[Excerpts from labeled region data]
##########
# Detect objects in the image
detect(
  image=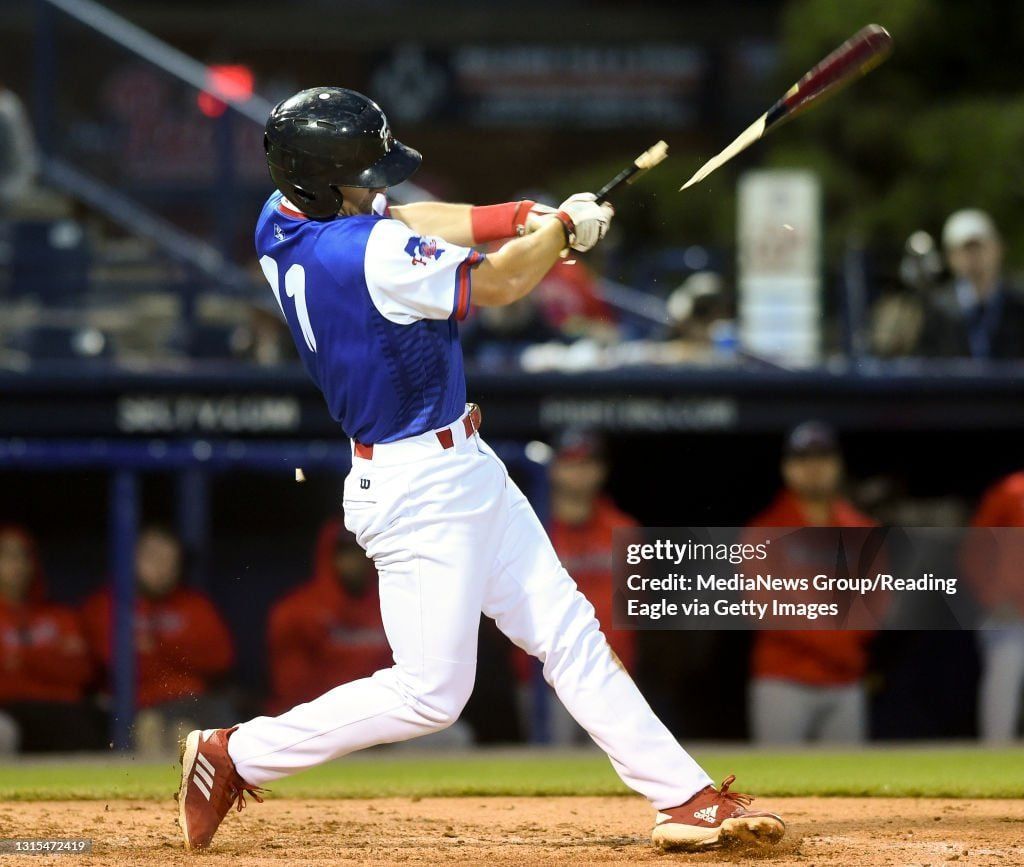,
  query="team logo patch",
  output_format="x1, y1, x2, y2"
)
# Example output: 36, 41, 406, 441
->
406, 235, 444, 265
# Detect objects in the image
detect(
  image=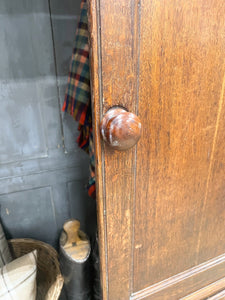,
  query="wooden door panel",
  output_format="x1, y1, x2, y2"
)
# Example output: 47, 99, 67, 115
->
89, 0, 225, 300
133, 0, 225, 291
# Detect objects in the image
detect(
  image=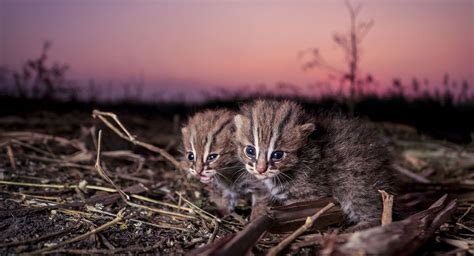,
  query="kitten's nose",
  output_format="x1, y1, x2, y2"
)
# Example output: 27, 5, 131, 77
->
257, 159, 267, 174
194, 162, 204, 174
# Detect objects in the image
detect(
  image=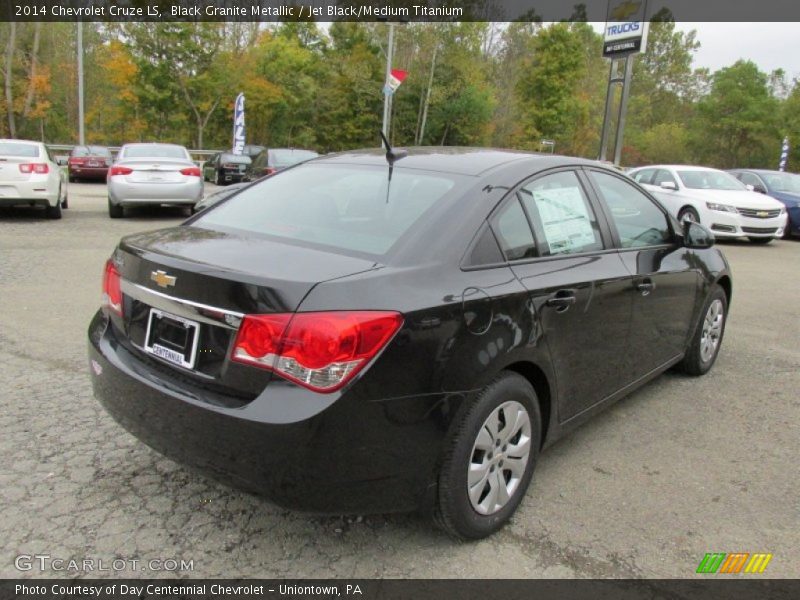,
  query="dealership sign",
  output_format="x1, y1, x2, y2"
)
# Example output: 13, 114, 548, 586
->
603, 0, 647, 58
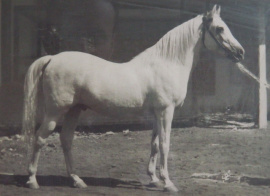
##########
# Request:
Please state how many lines in the records contain the word "Example". Reply with the number alone.

# In response:
4